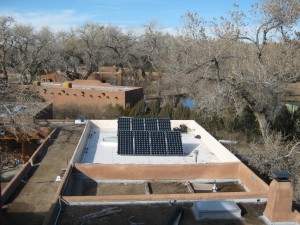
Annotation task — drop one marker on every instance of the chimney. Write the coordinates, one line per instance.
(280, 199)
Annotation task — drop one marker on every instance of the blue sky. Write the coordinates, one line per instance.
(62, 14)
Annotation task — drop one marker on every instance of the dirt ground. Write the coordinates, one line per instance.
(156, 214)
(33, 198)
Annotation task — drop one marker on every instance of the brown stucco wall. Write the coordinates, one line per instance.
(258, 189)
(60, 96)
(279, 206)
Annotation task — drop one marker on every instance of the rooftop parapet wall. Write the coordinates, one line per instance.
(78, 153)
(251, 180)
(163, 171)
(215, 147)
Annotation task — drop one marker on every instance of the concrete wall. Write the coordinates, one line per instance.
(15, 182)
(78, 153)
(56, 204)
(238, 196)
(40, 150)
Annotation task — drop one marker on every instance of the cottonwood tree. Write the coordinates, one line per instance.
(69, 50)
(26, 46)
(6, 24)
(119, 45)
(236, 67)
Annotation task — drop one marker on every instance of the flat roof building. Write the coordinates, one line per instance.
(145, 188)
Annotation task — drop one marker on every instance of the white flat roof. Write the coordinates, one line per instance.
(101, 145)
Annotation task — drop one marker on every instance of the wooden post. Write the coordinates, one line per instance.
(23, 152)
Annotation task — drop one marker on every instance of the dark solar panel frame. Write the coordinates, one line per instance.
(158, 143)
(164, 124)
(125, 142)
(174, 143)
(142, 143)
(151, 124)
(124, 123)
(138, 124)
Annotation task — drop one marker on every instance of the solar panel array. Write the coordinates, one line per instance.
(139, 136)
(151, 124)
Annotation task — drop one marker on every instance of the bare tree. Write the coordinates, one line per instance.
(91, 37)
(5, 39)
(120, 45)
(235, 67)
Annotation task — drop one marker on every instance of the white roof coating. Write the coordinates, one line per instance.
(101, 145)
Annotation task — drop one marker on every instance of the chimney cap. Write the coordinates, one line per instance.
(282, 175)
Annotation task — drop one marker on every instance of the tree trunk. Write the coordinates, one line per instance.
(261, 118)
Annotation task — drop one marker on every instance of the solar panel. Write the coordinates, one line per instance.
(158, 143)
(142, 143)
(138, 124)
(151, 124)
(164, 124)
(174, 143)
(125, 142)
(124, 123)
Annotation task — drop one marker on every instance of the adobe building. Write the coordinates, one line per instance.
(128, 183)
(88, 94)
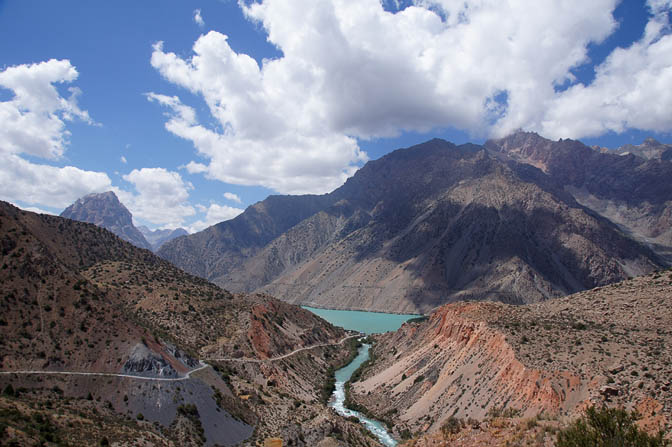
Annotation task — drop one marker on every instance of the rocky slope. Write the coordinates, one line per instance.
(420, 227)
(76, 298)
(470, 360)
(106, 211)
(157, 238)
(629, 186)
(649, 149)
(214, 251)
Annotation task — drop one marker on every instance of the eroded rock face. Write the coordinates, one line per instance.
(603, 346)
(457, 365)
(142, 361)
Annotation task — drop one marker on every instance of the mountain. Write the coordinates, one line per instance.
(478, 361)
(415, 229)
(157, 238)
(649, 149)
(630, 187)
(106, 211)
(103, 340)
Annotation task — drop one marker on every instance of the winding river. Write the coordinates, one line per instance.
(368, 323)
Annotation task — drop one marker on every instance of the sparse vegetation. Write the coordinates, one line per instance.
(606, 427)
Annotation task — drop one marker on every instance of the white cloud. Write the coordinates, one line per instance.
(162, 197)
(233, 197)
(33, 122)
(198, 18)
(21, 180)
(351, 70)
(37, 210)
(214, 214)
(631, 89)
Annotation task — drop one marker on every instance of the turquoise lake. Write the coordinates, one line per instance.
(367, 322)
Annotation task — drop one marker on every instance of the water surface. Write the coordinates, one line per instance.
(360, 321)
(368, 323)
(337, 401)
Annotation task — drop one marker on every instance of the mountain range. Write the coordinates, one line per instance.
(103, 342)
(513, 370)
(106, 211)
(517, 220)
****************************************
Instructions to follow: Rewrite the part of the listing that opens with the line containing "range. Write the coordinates, one line per instance." and runs to the end of the listing, keeping the request line unchanged. Scale every coordinate in the answers by 2.55 and round each to a whole number, with halves rounded up.

Complete answer:
Annotation task — drop one marker on every instance of the mountain range. Write the coordinates, one line per instance.
(263, 872)
(1308, 944)
(270, 538)
(1318, 561)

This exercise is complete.